Problem statement>
Extract each line of the material below that contains the string "umbrella", matching case exactly.

Data entries
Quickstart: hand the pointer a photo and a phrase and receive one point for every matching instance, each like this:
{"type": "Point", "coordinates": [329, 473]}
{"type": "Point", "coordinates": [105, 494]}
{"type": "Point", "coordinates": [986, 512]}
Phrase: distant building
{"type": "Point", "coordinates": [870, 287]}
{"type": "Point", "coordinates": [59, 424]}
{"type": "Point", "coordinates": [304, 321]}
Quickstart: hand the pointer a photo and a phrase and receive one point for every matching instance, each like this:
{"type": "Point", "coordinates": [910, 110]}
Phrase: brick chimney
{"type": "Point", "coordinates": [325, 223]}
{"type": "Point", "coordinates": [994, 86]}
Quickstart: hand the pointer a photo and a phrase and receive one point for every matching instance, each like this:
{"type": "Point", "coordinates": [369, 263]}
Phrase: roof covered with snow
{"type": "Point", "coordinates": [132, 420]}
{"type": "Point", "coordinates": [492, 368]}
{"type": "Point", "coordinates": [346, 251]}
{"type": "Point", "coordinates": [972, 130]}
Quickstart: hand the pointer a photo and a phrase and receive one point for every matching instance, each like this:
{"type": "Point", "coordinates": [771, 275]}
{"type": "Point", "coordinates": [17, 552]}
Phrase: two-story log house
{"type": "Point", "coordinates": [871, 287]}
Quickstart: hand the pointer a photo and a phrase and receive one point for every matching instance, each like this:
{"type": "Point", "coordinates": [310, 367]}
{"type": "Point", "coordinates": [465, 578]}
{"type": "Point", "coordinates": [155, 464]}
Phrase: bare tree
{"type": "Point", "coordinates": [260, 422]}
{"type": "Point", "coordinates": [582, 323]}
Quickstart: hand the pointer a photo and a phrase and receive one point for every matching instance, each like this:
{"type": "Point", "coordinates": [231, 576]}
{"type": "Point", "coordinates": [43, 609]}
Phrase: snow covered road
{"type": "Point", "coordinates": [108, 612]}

* * *

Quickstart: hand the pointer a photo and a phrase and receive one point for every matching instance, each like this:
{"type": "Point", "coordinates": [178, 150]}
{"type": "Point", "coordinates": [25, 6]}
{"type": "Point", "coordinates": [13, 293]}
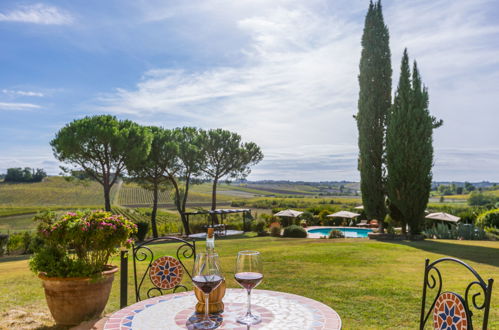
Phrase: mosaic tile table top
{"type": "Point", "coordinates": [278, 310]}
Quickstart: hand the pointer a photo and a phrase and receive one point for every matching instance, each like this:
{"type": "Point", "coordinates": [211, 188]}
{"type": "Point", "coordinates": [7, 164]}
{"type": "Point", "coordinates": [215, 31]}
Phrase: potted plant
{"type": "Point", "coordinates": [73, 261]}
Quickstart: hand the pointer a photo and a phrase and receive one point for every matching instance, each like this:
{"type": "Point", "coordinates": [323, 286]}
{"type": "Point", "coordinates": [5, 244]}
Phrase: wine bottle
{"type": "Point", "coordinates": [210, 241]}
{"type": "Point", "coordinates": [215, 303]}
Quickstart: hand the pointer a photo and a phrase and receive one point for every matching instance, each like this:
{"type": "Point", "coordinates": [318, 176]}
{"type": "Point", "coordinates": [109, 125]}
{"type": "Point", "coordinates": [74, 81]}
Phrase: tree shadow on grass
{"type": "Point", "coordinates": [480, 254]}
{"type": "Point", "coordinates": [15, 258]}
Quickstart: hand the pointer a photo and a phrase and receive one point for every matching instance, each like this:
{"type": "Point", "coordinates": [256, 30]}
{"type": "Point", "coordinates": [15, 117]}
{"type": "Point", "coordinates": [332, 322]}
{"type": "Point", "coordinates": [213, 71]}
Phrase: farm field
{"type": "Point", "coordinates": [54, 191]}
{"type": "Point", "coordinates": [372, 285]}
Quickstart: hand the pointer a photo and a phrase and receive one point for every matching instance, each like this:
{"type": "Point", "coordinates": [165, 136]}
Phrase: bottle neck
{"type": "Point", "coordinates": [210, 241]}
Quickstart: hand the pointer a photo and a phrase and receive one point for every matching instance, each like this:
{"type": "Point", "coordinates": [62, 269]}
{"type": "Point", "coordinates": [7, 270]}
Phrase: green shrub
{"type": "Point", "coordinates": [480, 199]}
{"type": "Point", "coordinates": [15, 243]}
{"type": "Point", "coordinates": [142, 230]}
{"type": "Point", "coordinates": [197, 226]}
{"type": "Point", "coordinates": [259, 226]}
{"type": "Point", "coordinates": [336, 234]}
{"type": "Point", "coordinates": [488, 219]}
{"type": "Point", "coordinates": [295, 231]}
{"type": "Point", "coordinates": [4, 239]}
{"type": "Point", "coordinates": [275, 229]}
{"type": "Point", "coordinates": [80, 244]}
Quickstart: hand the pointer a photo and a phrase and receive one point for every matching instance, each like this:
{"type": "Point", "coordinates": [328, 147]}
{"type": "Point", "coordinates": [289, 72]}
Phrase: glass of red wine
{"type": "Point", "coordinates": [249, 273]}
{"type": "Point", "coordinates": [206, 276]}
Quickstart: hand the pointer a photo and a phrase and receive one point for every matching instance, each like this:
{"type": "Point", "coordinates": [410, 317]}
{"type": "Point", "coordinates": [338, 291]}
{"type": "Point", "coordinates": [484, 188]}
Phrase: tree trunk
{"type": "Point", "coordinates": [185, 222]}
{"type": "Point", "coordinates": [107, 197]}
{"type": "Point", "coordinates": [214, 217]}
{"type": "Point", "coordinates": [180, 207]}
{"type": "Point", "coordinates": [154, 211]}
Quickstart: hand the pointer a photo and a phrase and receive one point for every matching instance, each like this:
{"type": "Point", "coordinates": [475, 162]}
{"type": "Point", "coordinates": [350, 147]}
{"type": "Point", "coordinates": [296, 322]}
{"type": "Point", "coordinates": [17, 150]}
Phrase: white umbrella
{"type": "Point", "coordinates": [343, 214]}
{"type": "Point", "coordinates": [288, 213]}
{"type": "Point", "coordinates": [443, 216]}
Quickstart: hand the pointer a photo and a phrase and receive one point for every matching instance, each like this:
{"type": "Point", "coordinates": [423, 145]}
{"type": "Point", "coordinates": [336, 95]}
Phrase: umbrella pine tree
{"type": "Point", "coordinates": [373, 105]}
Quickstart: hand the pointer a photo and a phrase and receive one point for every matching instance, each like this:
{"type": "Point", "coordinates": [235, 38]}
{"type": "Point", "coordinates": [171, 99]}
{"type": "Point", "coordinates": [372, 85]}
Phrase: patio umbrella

---

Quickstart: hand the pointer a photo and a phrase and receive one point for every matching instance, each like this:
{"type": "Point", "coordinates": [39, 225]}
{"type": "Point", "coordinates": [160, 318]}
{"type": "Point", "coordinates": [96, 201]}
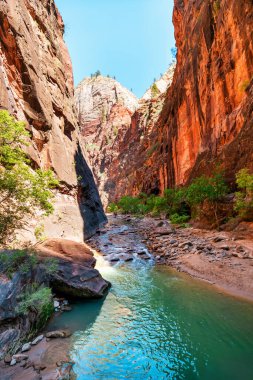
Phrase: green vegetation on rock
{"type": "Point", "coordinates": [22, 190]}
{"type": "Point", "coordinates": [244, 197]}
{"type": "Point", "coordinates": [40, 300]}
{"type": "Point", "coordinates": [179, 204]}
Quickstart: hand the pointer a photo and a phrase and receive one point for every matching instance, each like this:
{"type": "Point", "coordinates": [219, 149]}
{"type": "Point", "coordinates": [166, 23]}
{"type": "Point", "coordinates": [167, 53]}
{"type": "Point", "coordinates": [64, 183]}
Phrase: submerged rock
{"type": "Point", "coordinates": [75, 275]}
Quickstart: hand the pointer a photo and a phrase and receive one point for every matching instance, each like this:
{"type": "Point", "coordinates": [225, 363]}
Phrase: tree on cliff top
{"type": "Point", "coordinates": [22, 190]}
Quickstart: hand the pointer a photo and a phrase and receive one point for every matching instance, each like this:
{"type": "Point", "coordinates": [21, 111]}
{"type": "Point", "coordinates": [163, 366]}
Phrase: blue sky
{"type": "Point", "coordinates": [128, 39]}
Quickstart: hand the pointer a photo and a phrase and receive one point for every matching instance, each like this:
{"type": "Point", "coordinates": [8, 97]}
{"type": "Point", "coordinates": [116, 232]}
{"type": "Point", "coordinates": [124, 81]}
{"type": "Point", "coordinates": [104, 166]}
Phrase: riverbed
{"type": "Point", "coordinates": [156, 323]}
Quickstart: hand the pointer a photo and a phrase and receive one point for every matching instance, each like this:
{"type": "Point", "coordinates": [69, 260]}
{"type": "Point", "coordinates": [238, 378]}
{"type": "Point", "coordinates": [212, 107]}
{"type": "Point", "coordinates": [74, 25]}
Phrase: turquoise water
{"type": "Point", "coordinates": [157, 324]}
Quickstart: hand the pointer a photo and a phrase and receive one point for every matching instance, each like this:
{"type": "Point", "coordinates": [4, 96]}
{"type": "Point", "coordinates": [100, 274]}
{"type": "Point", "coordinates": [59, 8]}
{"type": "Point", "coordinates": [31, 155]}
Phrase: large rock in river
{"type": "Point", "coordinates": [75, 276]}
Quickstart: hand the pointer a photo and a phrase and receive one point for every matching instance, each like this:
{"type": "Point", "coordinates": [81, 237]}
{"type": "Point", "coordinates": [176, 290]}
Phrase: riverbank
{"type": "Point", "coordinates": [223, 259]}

The answer>
Phrase: white umbrella
Phrase: umbrella pine tree
Phrase: patio umbrella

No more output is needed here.